In this job also, Phil works for 6 days a week and 50 weeks in a year.

So, Phil works for total (6*50) 300 days in a year in Job offer 1 as well.

In this job, each day Phil commutes one-half hour in direction to and from work. So, everday Phil will use 1 hour of his own time on travel.

This way, in a year, Phil uses (300 days * 1 hour) 300 hours of his own time on travel.

He value his own time at $9 per hour. So, for each hour of travel, it costs $9 to Phil as per his own estimate.

So,

Cost of travel in a year = 300 hours * $9 per hour

                                 = $2,700

Calculate Economic Income of Phil in Job offer 1 -

Economic Income = Total earnings - Cost of travel

                           = $60,000 - $2,700

                           = $57,300

Thus, economic income of Phil in job offer 1 is $57,300.

If Phil leaves his current job and takes job offer number one then extra economic income he will earn will be as follow -

Extra economic Income = Economic income in job offer 1 - Economic income in current job

                                   = $57,300 - $34,600

                                   = $22,700

So, Phil will be earning extra economic income of $22,700, if he swithch the job.

(b) It has been provided that if Phil decides to buy his own Pharmacy then revenue for the first year will be $200,000.

This revenue is substantial given the income of Phil in current job.

However, Phil have to look at cost associated with buying a Pharmacy.

Cost of buying pharmacy is $100,000.

in order to buy pharmacy and pay $100,000, Phil has to take loan of $80,000 from bank at interest rate of 10% per annum.

Amount of interest to be paid to bank each year = $80,000 * 0.10 = $8,000

In addition, Phil have to pay $7,000 per year as rent, have to buy supplies of $42,000 every year, hire an assistant for $35,000 per year and pay for utilities $25,000 per year.

These are explicit cost per year of Phil if he decides to buy pharmacy as these payments will be made by phil to outsiders for running the business.

However, Phil also have to invest $20,000 of his own in business as well.

This money at present is earning 6% interest.

So,

Foregone interest = $20,000 * 0.06 = $1,200

Thus, Phil have to forego interest of $1,200 every year if he buys pharmacy.

In his own pharmacy as well, Phil works for 6 days a week and 50 weeks in a year.

So, Phil works for total (6*50) 300 days in a year in his own pharmacy as well.

Each day Phil commutes 1.5 hours in direction to and from work. So, everday Phil will use 3 hour of his own time on travel.

» TASK INSTRUCTIONS: Reproduce the passage of the worked solution on Phil's job options that begins with "Calculate Economic Income" and ends with "1 is $57,300.".

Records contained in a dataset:
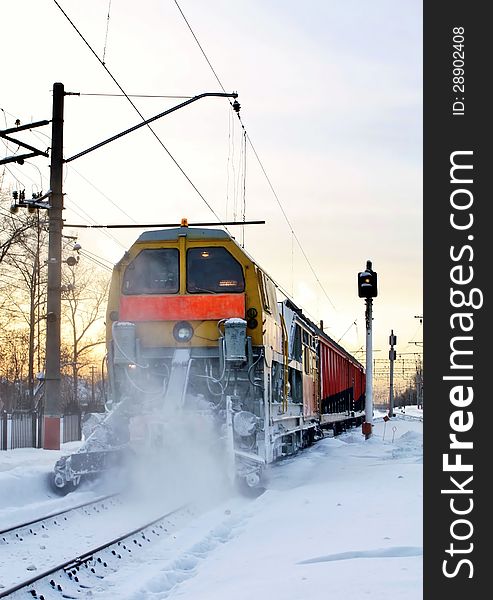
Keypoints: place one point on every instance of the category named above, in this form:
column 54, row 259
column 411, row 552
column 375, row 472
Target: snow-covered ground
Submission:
column 342, row 519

» RESPONSE AREA:
Calculate Economic Income of Phil in Job offer 1 -

Economic Income = Total earnings - Cost of travel

                           = $60,000 - $2,700

                           = $57,300

Thus, economic income of Phil in job offer 1 is $57,300.